[Region labeling records]
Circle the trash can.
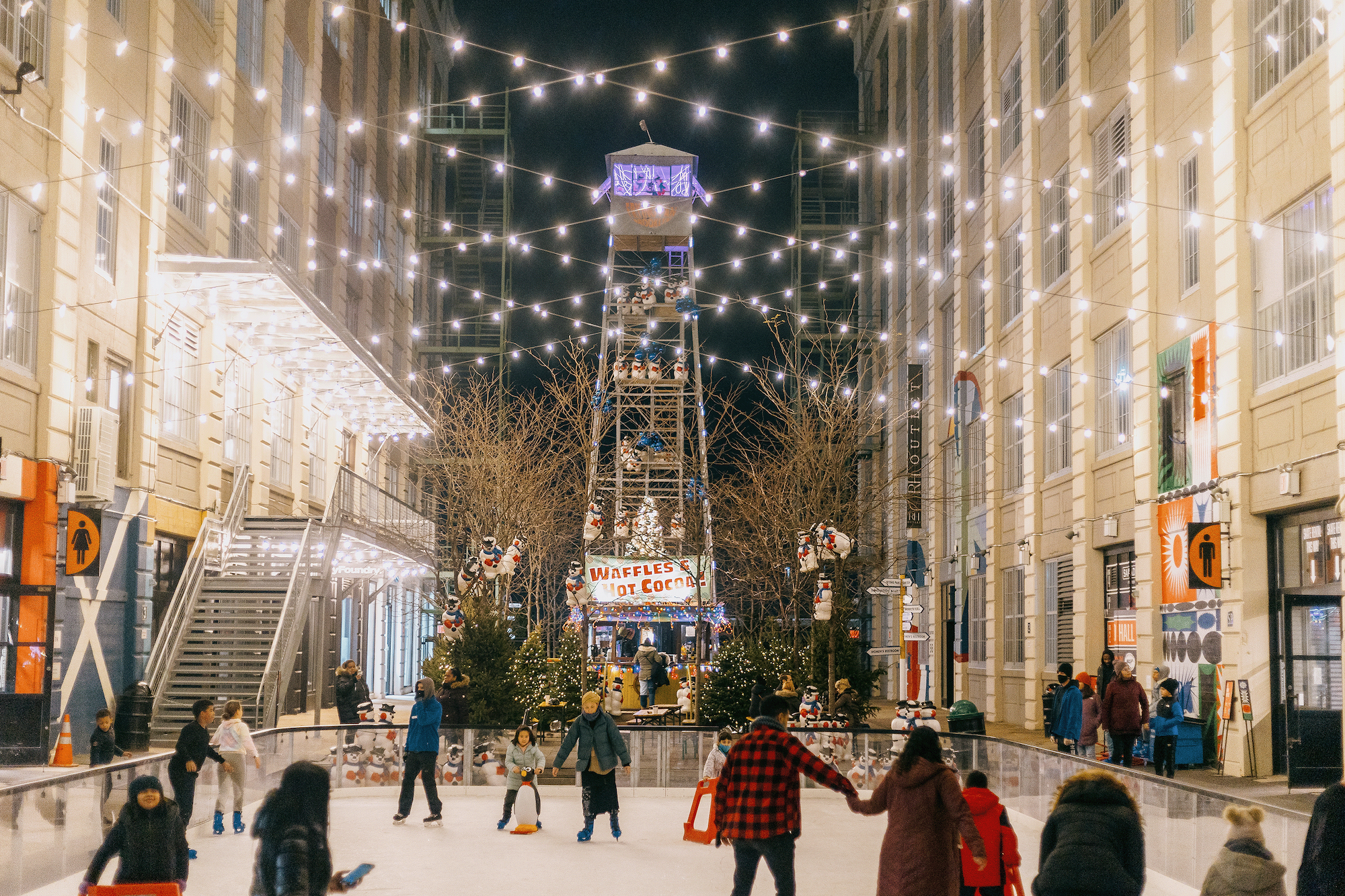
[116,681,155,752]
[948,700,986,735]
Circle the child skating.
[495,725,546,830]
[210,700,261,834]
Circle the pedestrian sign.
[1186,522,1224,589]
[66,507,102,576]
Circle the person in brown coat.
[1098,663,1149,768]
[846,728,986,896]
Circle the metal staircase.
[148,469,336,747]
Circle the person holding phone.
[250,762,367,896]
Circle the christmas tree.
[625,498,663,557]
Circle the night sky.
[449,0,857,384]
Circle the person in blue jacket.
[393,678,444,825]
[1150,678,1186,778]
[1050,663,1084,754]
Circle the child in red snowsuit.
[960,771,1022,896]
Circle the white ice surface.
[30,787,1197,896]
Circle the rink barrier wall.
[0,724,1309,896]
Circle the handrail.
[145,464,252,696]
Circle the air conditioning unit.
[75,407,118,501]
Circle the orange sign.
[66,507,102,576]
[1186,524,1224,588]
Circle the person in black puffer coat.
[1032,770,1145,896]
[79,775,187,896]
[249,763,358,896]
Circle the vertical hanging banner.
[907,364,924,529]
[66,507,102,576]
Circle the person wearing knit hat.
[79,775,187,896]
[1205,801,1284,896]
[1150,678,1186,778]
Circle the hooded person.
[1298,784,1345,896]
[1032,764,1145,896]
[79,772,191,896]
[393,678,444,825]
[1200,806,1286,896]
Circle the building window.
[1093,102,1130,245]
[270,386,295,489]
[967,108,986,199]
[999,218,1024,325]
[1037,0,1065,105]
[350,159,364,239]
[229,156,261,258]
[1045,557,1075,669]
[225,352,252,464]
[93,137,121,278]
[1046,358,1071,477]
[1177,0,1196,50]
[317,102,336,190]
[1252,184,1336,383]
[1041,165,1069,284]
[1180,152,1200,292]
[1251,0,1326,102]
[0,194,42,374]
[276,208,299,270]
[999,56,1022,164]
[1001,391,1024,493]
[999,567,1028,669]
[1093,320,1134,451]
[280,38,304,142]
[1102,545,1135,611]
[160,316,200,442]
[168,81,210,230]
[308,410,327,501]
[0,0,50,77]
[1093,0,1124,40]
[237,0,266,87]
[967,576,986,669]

Written request:
Reproduce the items from the very beginning through the line that contains "[449,0,857,384]", both ends included, and leave the pictures out of your copy.

Exercise result:
Circle the trash can.
[116,681,155,752]
[948,700,986,735]
Circle the child skating.
[495,725,546,830]
[210,700,261,834]
Circle the pedestrian sign.
[1186,522,1224,589]
[66,507,102,576]
Circle the person in brown coat.
[1098,663,1149,768]
[846,728,986,896]
Circle the metal staircase.
[148,469,336,747]
Circle the person holding phone.
[250,762,367,896]
Circle the christmas tree.
[625,498,663,557]
Circle the night sky.
[449,0,857,384]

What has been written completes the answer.